[Study material]

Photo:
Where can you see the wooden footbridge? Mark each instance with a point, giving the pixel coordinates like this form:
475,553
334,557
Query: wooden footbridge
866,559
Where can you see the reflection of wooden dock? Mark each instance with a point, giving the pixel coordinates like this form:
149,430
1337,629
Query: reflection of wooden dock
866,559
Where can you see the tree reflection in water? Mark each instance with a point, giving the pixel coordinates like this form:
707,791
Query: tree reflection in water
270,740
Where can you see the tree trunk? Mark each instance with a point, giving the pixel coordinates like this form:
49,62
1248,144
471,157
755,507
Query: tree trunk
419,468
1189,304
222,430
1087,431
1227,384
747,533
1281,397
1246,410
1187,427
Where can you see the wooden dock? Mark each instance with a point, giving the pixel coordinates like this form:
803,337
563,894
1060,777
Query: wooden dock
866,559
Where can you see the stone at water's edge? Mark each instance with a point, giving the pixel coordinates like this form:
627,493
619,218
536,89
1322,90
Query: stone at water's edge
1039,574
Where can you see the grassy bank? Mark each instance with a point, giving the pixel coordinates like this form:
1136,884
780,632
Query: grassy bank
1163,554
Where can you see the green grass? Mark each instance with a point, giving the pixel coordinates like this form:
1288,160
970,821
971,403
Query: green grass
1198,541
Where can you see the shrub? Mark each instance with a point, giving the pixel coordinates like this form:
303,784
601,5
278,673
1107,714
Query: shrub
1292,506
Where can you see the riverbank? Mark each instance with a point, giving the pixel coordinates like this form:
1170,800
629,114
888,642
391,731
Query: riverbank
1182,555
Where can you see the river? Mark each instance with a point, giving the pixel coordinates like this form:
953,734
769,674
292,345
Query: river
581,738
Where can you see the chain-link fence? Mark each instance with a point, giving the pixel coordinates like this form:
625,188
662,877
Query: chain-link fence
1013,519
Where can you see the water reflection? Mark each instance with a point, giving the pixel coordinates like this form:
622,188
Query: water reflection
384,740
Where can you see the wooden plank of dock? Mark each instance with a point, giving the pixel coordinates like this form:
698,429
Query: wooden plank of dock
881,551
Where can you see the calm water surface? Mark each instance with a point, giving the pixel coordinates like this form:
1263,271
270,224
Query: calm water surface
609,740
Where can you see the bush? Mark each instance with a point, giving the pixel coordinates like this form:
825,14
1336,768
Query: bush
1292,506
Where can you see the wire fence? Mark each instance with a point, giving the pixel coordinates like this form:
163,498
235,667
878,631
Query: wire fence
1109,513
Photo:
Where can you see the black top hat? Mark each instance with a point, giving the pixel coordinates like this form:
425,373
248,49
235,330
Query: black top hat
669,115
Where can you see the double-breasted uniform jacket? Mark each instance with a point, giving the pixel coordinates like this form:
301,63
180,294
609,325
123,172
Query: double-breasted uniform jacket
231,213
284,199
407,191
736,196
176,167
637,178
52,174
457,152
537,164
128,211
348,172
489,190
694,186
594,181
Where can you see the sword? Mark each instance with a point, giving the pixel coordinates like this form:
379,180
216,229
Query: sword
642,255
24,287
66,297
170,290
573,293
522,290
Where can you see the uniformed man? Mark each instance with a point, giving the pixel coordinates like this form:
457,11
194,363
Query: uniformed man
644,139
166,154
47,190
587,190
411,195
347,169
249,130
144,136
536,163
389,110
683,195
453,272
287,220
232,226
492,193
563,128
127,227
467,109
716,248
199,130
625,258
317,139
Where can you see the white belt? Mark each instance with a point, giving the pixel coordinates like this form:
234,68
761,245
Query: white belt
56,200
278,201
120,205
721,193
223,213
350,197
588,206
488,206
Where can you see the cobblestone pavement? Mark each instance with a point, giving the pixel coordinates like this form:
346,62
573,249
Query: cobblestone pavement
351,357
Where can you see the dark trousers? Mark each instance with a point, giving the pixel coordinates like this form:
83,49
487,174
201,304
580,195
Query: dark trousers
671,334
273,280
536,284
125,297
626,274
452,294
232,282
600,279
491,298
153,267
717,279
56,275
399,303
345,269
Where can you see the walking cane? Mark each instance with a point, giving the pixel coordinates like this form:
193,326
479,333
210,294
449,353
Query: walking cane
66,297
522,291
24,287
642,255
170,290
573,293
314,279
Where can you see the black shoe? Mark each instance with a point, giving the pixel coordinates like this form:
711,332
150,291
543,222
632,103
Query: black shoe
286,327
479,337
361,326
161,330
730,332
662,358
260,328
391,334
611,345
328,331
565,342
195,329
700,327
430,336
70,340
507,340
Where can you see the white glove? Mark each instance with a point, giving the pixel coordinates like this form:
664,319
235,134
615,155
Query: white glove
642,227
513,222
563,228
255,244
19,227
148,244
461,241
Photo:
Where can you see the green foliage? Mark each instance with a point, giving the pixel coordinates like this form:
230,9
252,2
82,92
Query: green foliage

[/Study material]

Restate each entry exactly, skipping none.

Photo:
Where can you see the wooden footbridge? Mark each instance with a point, giving the pixel coordinates like this form:
475,553
334,557
Query: wooden footbridge
866,559
Where can you see the reflection of wooden dock? Mark each instance with a point, giving the pixel coordinates like this form:
149,430
1337,629
Query: reflection of wooden dock
866,559
Where can you see the tree reflection in water? Mark each instance with a point, giving the pixel coordinates like this form:
707,791
Query: tree reflection in water
270,740
Where can you see the tree trunk? Mark each instance with a point, giving the pixel coordinates like this form:
49,62
1248,144
471,157
755,507
Query: tree trunk
419,468
1189,304
222,430
1087,431
1227,384
747,533
1281,397
1246,410
1187,427
Where can you see the wooden dock? Mark each instance with a point, giving the pixel coordinates like this form:
803,337
563,894
1060,777
Query: wooden dock
866,559
Where can you see the stone at water's edge? Mark each instance with a point, giving the pixel coordinates like this form:
627,493
619,218
536,89
1322,90
Query: stone at water's edge
1039,574
Where can you see the grassy bank? Mark each instance with a point, giving the pixel coordinates like this form:
1136,884
780,632
Query: grassy bank
1163,554
Where can you see the green grass? Mark each instance with a point, giving the pixel coordinates like this form:
1288,160
970,821
971,403
Query: green grass
1198,541
Where can you see the shrub? Mark each instance with a point, giving the pixel coordinates like this form:
303,784
601,5
278,673
1107,714
Query: shrub
1292,506
Where can you see the riverbank? Mark each instance with a point, giving the pixel coordinates like this form:
1170,800
629,114
888,642
391,731
Query: riverbank
1182,555
Where can you see the river? Mark each instance with a point, giving the pixel coordinates like this form:
953,734
769,674
292,345
Query: river
581,738
Where can you see the chain-link fence? Mark each instance with a point, giving the pixel coordinates like this form:
625,188
662,877
Query: chain-link fence
1013,519
Where can you see the water reflection? Mark each instance with a point, giving the pixel coordinates like this form:
622,188
Query: water reflection
384,740
Where can you see the wooden plank of dock? Mark each instance with a point, giving the pixel coordinates like this form:
698,429
Query: wooden plank of dock
881,551
Where can you see the calm water surface? Mark each instance with a point, giving the pixel coordinates like this form:
1263,271
270,224
Query: calm water surface
609,740
Where can you see the bush? Mark each instance with a point, giving the pixel coordinates like this form:
825,14
1336,768
Query: bush
1292,506
Where can you see the wire fence? Mark each instance with a point, giving the pixel coordinates like this form:
163,498
235,667
878,631
Query: wire fence
1109,513
Photo:
Where can you see the black top hat? Mark each instance with a point, giving the pixel coordinates like this form:
425,373
248,49
235,330
Query: black top hat
669,115
Where can you see the double-breasted uniform jacket? Mark each instance with a point, giving the pixel coordinates like this form:
301,63
180,294
609,325
123,172
Query: double-breasted uniform jacket
231,213
284,199
407,191
736,196
176,167
637,178
52,174
457,152
537,164
128,211
348,172
489,190
694,186
594,181
Where can you see the sword? Mark each instance with a point, giving the pixel coordinates like this form:
379,180
216,229
Query: sword
642,255
24,287
66,297
170,290
573,293
522,290
Where can you see the uniformed man? Mark each instance with a point, giving the pixel coordinates like this form:
457,11
194,363
Query: uniformed man
644,139
166,154
47,190
587,190
411,195
347,169
249,130
144,136
536,163
389,110
683,195
453,272
287,220
232,226
492,193
563,128
127,227
467,109
716,248
199,130
625,258
317,139
Where can you see the white belt? Mark each instance with a point, giving the pixel coordinates like this form:
234,68
761,245
Query: white belt
56,200
278,201
120,205
721,193
223,213
350,197
588,206
488,206
Where can you see the cobblestone pavement? Mark each instance with a point, giving the pixel coordinates like this form:
346,62
573,249
Query: cobblestone pavement
351,357
Where can you see the dark trousers? Mark each instance with a point, giving the pixel coordinates like this form:
83,49
487,174
201,304
580,195
Query: dark trousers
671,334
273,280
536,284
125,297
626,274
452,294
232,282
600,279
491,298
153,267
717,279
56,275
399,303
345,269
Where can you see the walking cane? Mark each instance with a point, giving the pixel coordinates like this form:
193,326
479,333
210,294
449,353
Query: walking cane
66,297
522,291
24,287
642,255
170,290
573,293
314,279
Where can you see the black shoe? Mark each instance with a point, giving the pixel coordinates like this form:
711,332
150,291
543,222
632,103
Query: black shoe
286,327
479,337
361,326
161,330
730,332
662,358
260,328
391,334
611,345
328,331
565,342
195,329
700,327
430,336
70,340
507,340
Where can you see the white glove? Mark each instance with a point, giving the pixel coordinates like this form:
664,319
235,134
615,155
Query: white glove
642,227
513,222
563,228
255,244
19,227
148,244
461,241
Photo:
Where can you see the green foliage? Mark each instance with a point, giving the pixel coordinates like this form:
230,9
252,2
82,92
Query: green foliage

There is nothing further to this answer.